### Assigned task:
Could you restate the data word for word and drop the pictures?

### Exercise data:
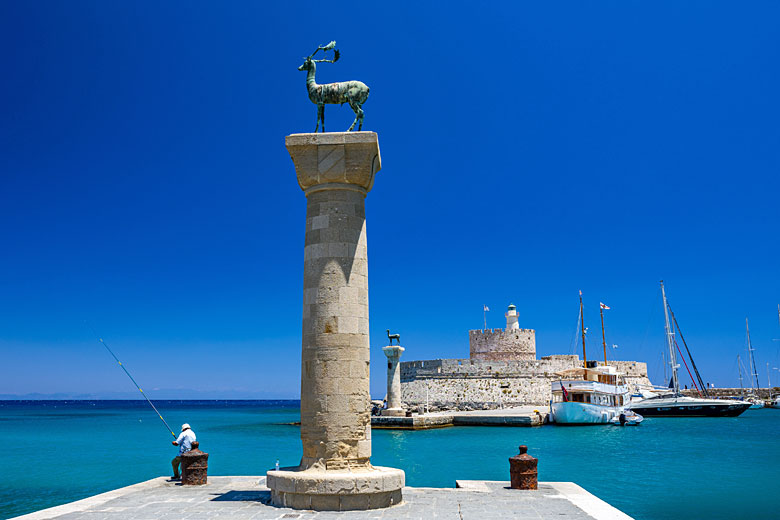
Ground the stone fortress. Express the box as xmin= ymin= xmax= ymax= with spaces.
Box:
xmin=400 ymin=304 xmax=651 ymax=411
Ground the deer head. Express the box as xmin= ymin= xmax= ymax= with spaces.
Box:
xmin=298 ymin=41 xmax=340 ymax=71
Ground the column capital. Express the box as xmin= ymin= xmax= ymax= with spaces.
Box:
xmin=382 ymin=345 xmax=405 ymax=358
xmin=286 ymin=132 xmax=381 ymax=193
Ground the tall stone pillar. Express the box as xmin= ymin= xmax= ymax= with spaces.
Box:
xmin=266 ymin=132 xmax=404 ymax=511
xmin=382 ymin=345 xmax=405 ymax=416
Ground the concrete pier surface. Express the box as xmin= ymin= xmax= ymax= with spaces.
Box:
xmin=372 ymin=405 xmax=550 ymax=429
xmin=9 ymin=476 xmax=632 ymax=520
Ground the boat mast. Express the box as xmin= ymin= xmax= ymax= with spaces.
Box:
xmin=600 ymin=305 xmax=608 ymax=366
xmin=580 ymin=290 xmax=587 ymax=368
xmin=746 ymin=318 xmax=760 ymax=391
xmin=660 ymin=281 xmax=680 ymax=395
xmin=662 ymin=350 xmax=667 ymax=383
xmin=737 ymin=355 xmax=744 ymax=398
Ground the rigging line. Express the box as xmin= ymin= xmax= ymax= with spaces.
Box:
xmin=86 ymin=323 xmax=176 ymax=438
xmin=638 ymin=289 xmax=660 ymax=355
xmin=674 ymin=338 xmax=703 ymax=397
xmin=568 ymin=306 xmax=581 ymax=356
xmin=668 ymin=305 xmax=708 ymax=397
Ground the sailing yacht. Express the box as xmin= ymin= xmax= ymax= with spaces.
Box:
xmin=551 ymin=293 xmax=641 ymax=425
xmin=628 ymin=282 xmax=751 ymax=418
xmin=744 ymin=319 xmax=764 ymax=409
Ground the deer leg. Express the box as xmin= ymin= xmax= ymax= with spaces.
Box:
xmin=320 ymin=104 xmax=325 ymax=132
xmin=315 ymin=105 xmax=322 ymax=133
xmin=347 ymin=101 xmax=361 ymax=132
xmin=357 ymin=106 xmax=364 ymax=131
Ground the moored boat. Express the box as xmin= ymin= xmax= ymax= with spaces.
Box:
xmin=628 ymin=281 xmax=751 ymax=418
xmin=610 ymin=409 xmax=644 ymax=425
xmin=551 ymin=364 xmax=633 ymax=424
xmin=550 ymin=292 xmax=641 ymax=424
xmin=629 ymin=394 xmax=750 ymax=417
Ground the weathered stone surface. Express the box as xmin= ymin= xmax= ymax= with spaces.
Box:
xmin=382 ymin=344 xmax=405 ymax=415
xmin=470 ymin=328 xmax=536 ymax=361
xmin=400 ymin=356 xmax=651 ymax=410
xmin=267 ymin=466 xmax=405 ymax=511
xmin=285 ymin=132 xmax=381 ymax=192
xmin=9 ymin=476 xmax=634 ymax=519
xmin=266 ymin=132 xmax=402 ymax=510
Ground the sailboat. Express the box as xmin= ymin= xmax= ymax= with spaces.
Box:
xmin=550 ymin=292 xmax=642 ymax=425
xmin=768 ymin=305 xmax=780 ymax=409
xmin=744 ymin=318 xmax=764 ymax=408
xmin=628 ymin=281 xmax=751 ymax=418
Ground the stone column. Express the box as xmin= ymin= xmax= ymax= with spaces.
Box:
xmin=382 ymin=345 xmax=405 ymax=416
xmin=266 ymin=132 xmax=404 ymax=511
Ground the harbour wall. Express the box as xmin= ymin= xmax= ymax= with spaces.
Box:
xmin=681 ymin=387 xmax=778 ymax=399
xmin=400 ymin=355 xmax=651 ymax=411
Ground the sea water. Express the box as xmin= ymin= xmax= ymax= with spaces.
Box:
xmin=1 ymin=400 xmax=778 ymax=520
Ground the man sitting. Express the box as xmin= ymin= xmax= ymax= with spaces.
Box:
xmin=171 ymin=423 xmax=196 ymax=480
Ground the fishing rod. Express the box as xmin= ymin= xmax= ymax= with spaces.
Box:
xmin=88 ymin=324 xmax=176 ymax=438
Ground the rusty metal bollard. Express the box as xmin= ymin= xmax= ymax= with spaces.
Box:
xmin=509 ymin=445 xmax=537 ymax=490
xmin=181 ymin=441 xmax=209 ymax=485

### Finished exercise:
Ground the stone fortress. Express the box as xmin= ymin= xmax= ymax= with spaces.
Box:
xmin=400 ymin=304 xmax=651 ymax=411
Ground the deer head. Express the box as xmin= ymin= xmax= ymax= with spaces.
Box:
xmin=298 ymin=41 xmax=340 ymax=71
Ground the column capital. Express the box as xmin= ymin= xmax= ymax= with spaces.
Box:
xmin=382 ymin=345 xmax=405 ymax=358
xmin=286 ymin=132 xmax=381 ymax=193
Ground the tall stone pillar. Express the box as xmin= ymin= xmax= ymax= with spaces.
Box:
xmin=266 ymin=132 xmax=404 ymax=511
xmin=382 ymin=345 xmax=405 ymax=416
Ground the concrete pier surface. Express the box as xmin= ymin= xmax= ymax= with spaces.
Box:
xmin=372 ymin=405 xmax=550 ymax=429
xmin=9 ymin=476 xmax=632 ymax=520
Ground the boat mast. Express the box as xmin= ymin= xmax= ymax= with spaces.
Box:
xmin=600 ymin=305 xmax=608 ymax=366
xmin=580 ymin=290 xmax=587 ymax=368
xmin=746 ymin=318 xmax=760 ymax=391
xmin=660 ymin=281 xmax=680 ymax=395
xmin=662 ymin=350 xmax=667 ymax=383
xmin=737 ymin=355 xmax=744 ymax=398
Ground the rigging line. Express the box as xmin= ymin= xmax= ymax= with spaces.
Box:
xmin=86 ymin=323 xmax=176 ymax=438
xmin=638 ymin=289 xmax=660 ymax=355
xmin=674 ymin=338 xmax=703 ymax=397
xmin=568 ymin=306 xmax=581 ymax=356
xmin=668 ymin=305 xmax=708 ymax=397
Ground the sailing yacht. Express the box as xmin= ymin= xmax= ymax= with spaces.
Box:
xmin=551 ymin=293 xmax=641 ymax=425
xmin=628 ymin=282 xmax=751 ymax=418
xmin=744 ymin=319 xmax=764 ymax=409
Ground the deer leg. Express the box as xmin= ymin= xmax= ymax= with spaces.
Box:
xmin=320 ymin=104 xmax=325 ymax=132
xmin=315 ymin=105 xmax=322 ymax=133
xmin=347 ymin=101 xmax=361 ymax=132
xmin=357 ymin=106 xmax=364 ymax=131
Ground the moored boat. Express the box as xmin= ymin= xmax= ymax= with spaces.
Box:
xmin=628 ymin=281 xmax=751 ymax=418
xmin=610 ymin=409 xmax=644 ymax=425
xmin=551 ymin=364 xmax=633 ymax=424
xmin=550 ymin=292 xmax=641 ymax=424
xmin=629 ymin=394 xmax=750 ymax=417
Ground the weathered stone surface. Express the box as xmin= ymin= xmax= ymax= with spaces.
Box:
xmin=382 ymin=344 xmax=405 ymax=415
xmin=470 ymin=328 xmax=536 ymax=361
xmin=400 ymin=356 xmax=651 ymax=410
xmin=267 ymin=466 xmax=405 ymax=511
xmin=285 ymin=132 xmax=381 ymax=192
xmin=9 ymin=476 xmax=634 ymax=519
xmin=266 ymin=132 xmax=402 ymax=510
Ground the sailboat. Express the box as xmin= ymin= xmax= ymax= with spaces.
Box:
xmin=550 ymin=292 xmax=642 ymax=425
xmin=768 ymin=305 xmax=780 ymax=409
xmin=744 ymin=318 xmax=764 ymax=408
xmin=628 ymin=281 xmax=751 ymax=418
Ground the stone column. Express the box as xmin= ymin= xmax= ymax= with spaces.
Box:
xmin=382 ymin=345 xmax=405 ymax=416
xmin=266 ymin=132 xmax=404 ymax=511
Ground the harbour wall. Express the box as xmin= ymin= xmax= ymax= with spaces.
Box:
xmin=681 ymin=387 xmax=778 ymax=399
xmin=400 ymin=355 xmax=651 ymax=411
Ground the sea water. Express the box as xmin= ymin= xmax= ymax= with spaces.
Box:
xmin=1 ymin=400 xmax=778 ymax=520
Ground the man sitting. Express the box as xmin= ymin= xmax= ymax= with spaces.
Box:
xmin=171 ymin=423 xmax=196 ymax=480
Ground the fishing rod. Express the box as xmin= ymin= xmax= ymax= with spaces.
Box:
xmin=88 ymin=324 xmax=176 ymax=438
Ground the rusty metal bollard. Express the box as xmin= ymin= xmax= ymax= with spaces.
Box:
xmin=509 ymin=445 xmax=537 ymax=490
xmin=181 ymin=441 xmax=209 ymax=485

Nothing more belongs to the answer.